TEXT SECTION:
━━━━━━
A Data Collection Team set up by the KSLSA for the exercise has details of 720 children out of 886 working in 432 city hotspots
Last Updated 20 April 2021, 22:06 IST

While the sight of children begging at the city’s traffic signals may not be uncommon, a recent report has put the number of children pushed into beggary at 534.

The effort to map vulnerable children by the Karnataka State Legal Services Authority under the high court’s direction has also revealed that 186 children are involved in selling things on the traffic signals. It did not rule out the possibility of the mafia’s involvement.

A Data Collection Team set up by the KSLSA for the exercise has details of 720 children out of 886 working in 432 city hotspots. The team consisting of para legal volunteers, law college students, officials from education, labour, women and child development departments and police, surveyed the children from March 1 to 31.
━━━━━━
PROVIDED DATA:
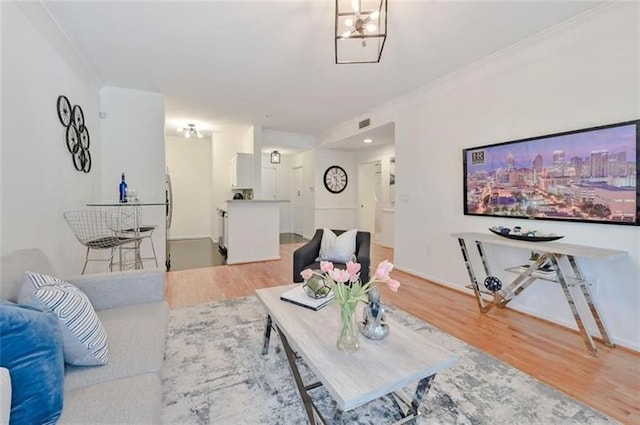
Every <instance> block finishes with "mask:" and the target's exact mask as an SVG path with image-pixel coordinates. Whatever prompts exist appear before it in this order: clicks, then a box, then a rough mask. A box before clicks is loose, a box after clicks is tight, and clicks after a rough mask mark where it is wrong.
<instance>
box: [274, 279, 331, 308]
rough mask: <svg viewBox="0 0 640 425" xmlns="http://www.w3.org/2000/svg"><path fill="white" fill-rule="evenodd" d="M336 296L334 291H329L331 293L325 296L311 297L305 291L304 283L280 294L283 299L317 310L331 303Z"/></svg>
mask: <svg viewBox="0 0 640 425" xmlns="http://www.w3.org/2000/svg"><path fill="white" fill-rule="evenodd" d="M334 298H335V295H334V294H333V291H331V292H329V294H328V295H327V296H326V297H324V298H311V297H310V296H308V295H307V293H306V292H304V288H303V287H302V284H300V285H296V286H295V287H294V288H292V289H289V290H288V291H285V292H283V293H282V295H280V299H281V300H283V301H287V302H290V303H293V304H295V305H299V306H301V307H306V308H310V309H311V310H316V311H318V310H320V309H321V308H322V307H324V306H325V305H327V304H329V303H330V302H331V301H333V299H334Z"/></svg>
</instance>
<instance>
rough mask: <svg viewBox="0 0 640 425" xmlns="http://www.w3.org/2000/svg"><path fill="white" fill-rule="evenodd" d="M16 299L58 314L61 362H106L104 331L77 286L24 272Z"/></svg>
mask: <svg viewBox="0 0 640 425" xmlns="http://www.w3.org/2000/svg"><path fill="white" fill-rule="evenodd" d="M19 302H20V303H21V304H25V305H29V306H32V307H35V308H39V309H41V310H51V311H53V312H54V313H56V315H57V316H58V319H59V320H60V323H61V328H62V348H63V351H64V361H65V362H66V363H69V364H72V365H75V366H97V365H103V364H105V363H107V360H108V358H109V357H108V356H109V353H108V348H107V332H106V331H105V329H104V327H103V326H102V323H101V322H100V319H99V318H98V316H97V315H96V312H95V310H94V309H93V306H92V305H91V302H90V301H89V299H88V298H87V296H86V295H85V294H84V293H83V292H82V291H81V290H80V289H78V287H77V286H75V285H72V284H71V283H68V282H65V281H63V280H60V279H58V278H55V277H52V276H47V275H43V274H38V273H30V272H27V273H26V274H25V277H24V279H23V281H22V286H21V288H20V295H19Z"/></svg>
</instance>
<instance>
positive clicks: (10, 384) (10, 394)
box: [0, 367, 11, 425]
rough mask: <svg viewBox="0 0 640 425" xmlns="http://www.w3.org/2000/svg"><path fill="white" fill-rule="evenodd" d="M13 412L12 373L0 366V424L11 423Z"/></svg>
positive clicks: (6, 369)
mask: <svg viewBox="0 0 640 425" xmlns="http://www.w3.org/2000/svg"><path fill="white" fill-rule="evenodd" d="M10 414H11V375H10V374H9V369H5V368H3V367H0V425H9V416H10Z"/></svg>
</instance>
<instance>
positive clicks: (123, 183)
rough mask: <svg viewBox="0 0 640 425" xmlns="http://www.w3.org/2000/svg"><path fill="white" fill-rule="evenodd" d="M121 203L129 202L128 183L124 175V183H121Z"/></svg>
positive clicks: (122, 173)
mask: <svg viewBox="0 0 640 425" xmlns="http://www.w3.org/2000/svg"><path fill="white" fill-rule="evenodd" d="M119 189H120V202H127V182H126V181H124V173H122V181H121V182H120V186H119Z"/></svg>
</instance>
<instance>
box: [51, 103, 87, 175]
mask: <svg viewBox="0 0 640 425" xmlns="http://www.w3.org/2000/svg"><path fill="white" fill-rule="evenodd" d="M56 105H57V110H58V119H59V120H60V124H62V126H63V127H65V128H66V131H65V142H66V145H67V150H68V151H69V153H70V154H71V158H72V160H73V166H74V168H75V169H76V170H78V171H82V172H84V173H88V172H89V171H91V153H90V152H89V146H90V145H91V138H90V137H89V130H88V129H87V126H86V125H85V122H84V112H83V111H82V107H81V106H80V105H74V106H73V107H71V102H69V99H68V98H67V96H64V95H60V96H58V100H57V102H56Z"/></svg>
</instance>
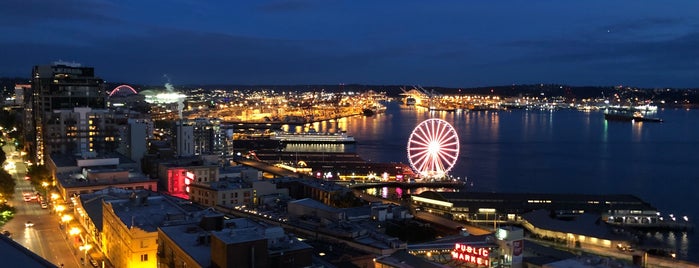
━━━━━━
WORK REQUEST:
Continue the news piece on the KSLSA survey of children begging and selling at city traffic signals, picking up after its final sentence.

EXERCISE RESULT:
When a man offered to sell a trafficked kid for Rs 50,000, the team alerted the DCP (Crime), but no action had been taken. The team found some groups using children for begging or hawking. “These children could be at the mercy of their handlers,” it said in the report. “If proper investigation is carried out regarding these groups, the issue of missing children could be cracked.” The team has referred to two cases of selling trafficked children registered this year at Basavanagudi and Chamarajpet police stations.

“It is necessary to strengthen anti-human trafficking units in the districts and also use technology for tracing the missing children. The retina identification method needs to be incorporated while tracing the missing child,” the report said, noting no police station has designated a Child Welfare Police Officer.

The exercise began when a division bench headed by Chief Justice Abhay Shreeniwas Oka directed the KSLSA to assemble volunteers and officials to survey vulnerable children. The direction came on a PIL filed by NGO Letzkit Foundation for rehabilitating children forced to sell toys and flowers at traffic signals.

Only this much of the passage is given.